* Texte source
——
Votre rapporteur spécial partage la volonté ainsi affichée d'accroître l'efficacité de l'aide et de réduire les coûts de transaction liés à la coexistence (voire à la concurrence) de plusieurs procédures et cahiers des charges émanant de multiples bailleurs. Il rappelle néanmoins que l'aide budgétaire doit être transparente, cohérente avec les capacités administratives des pays récipiendaires, et ne pas compromettre la capacité de la France à mettre en évidence ses apports .
Le troisième objectif (« Assurer une gestion efficace et rigoureuse des crédits octroyés à l'aide au développement ») est dédié à l'efficacité et à l'effet de levier de l'AFD. Enfin le quatrième objectif (« Promouvoir l'expertise française dans le domaine du développement durable et de la gouvernance économique et financière ») illustre plus particulièrement l'apport du FASEP et de l'ADETEF pour la promotion du savoir-faire des entreprises françaises . L'opérateur et les instruments spécifiques du MINEFE dédiés à l'aide extérieure sont ainsi couverts par les objectifs et indicateurs.
——
* Données affichées
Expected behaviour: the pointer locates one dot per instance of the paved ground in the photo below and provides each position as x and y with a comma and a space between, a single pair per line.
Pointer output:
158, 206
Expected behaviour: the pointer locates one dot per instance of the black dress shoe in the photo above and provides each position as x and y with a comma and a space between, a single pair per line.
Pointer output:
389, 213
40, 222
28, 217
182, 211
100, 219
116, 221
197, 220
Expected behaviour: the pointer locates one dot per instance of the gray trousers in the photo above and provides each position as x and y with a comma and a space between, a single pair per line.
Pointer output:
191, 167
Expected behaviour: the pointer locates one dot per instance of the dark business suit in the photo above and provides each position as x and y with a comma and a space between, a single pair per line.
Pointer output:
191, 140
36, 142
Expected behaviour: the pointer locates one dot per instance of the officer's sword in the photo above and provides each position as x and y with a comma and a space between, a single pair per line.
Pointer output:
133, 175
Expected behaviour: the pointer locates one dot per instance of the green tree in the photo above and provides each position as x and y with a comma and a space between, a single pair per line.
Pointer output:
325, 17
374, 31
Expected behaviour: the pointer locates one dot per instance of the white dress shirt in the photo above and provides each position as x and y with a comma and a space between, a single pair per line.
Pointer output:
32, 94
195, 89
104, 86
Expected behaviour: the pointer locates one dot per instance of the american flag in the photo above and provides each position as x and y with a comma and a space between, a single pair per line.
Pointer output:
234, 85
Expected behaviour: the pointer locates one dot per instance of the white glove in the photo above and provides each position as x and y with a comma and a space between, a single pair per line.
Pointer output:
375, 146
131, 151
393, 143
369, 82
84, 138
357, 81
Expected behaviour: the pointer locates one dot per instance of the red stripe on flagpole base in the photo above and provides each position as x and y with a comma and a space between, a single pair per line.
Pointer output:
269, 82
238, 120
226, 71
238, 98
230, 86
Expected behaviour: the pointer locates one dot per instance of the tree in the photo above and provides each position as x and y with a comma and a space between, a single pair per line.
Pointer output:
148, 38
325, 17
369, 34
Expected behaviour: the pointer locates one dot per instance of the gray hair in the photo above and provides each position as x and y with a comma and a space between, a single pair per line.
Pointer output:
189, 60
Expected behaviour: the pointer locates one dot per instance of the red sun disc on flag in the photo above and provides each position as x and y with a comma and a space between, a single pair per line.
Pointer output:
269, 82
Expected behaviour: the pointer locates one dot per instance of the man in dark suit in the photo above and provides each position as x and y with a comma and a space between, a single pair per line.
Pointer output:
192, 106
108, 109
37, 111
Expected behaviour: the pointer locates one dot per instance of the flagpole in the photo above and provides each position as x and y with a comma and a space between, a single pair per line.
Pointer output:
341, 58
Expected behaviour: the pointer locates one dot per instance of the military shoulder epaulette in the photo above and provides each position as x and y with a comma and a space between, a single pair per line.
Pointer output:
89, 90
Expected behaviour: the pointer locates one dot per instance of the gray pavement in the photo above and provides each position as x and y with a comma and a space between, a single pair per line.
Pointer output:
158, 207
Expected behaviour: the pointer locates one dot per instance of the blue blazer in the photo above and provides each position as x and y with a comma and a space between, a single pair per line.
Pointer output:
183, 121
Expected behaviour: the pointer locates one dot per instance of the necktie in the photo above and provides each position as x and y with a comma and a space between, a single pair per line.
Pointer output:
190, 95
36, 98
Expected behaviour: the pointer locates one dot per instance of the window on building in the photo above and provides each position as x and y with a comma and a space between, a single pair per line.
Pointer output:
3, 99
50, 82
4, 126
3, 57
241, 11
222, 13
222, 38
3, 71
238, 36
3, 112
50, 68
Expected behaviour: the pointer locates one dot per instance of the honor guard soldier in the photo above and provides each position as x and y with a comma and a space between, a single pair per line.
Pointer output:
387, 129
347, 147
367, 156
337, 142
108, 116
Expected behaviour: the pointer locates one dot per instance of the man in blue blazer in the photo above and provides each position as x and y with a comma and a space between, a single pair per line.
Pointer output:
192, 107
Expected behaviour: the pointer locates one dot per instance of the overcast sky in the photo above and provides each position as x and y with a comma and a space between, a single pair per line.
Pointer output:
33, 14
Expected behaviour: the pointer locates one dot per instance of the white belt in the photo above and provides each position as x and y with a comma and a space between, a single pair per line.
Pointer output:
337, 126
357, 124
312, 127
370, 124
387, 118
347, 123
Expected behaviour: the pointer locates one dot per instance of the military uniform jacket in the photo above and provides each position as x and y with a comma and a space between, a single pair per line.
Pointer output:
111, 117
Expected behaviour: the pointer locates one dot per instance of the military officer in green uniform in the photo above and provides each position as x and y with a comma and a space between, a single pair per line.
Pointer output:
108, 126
——
Selon le texte source, à quoi le troisième objectif est-il consacré ? Le matériel affiché ne présente aucun lien avec le texte source.

À l'efficacité et à l'effet de levier de l'AFD.